**Source text**
Less than 24 hours ago, “The Pressbox” broke the news about the swirling Social Media controversy that surrounded trainer Eric Guillot and his 4YO horse “Grape Soda,” who broke his maiden at Aqueduct in the first race on Friday.
After some research, we found that Guillot — who is no stranger to making headlines and allegations — went on to several platforms and engaged in a “war of words” with TVG analyst Ken Rudulph.
In one post on Twitter from last week, Guillot called his horse by the nickname of “Black Beauty.” In another post last week, Guillot wrote that his horse was “…name in honor of a TVG analyst.”
Supposedly, Guillot was referring to Rudulph — who is an African-American analyst for the horse racing network.
Well, today the controversy — that we first reported — has made more headlines. And, news.
According to multiple sources now, NYRA has now ruled that Guillot no longer has access to any of its’ racetracks or their grounds. In a post by Claire (Novak) Crosby, of “The Blood-Horse,” she writes:
“NYRA says at this time Eric Buyillot is no longer permitted to enter horses at NYRA tracks no will he be allocated stalls on NYR grounds.”
NYRA went on to release this following statement:
“Racism is completely unacceptable in all forms. NYRA rejects Eric Guillot’s toxic words and divisive behavior in the strongest terms. At this time, he will no longer be permitted to enter horses at any NYRA track nor will he be allocated stalls on NYRA grounds. In addition, we will review what further steps may be available to us. Our racing community is diverse, and we stand for inclusion.”

**Dataset extract**
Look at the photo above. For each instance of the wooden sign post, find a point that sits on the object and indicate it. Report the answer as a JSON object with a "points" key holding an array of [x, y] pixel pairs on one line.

**Task directions**
Pick up the report above on NYRA barring trainer Eric Guillot and continue it from its last sentence.

**Response below**
In addition to these actions, The Jockey Club has also announced that the horse in question will no longer run under the previous and controversial name.
In a statement, The Jockey Club — which approves all official names of Thoroughbreds racing in this country — the organization wrote:
“The Jockey Club was notified yesterday that the name Grape Soda, which was approved for a 2018 gelding, was potentially offensive. Upon review we have confirmed that the name is ineligible under Rule 6.F.11 of the Principal Rules and Requirements of the American Stud Book, and we have begun the name change process in consultation with the current owner, which must be completed as soon as possible.”
The good news is that Grape Soda was claimed out of that race on Friday by trainer Rob Atras for new owner Lawrence P. Roman. There have been multiple reports that the new owner has already renamed the gelding “Respect for All.” The new owner has also committed to sharing 10% of the horse’s earnings to the NY backstretch charity organizations.
Editor’s Note: What a wonderful new name and one highly more appropriate. And, what a great donation and cause to support.
At about noon today, noted racing journalist Bill Finley posted this on his Twitter account:
“Spoke to Eric Guillot about horse Grape Soda. He said: ‘I’ve gotten 10 calls and that’s what wrong with this country. I’m the furthest thing from racist. But if that’s what everybody wants to believe, go right ahead.’ Called uproar ‘media-frenzied stupid f….ing thing.”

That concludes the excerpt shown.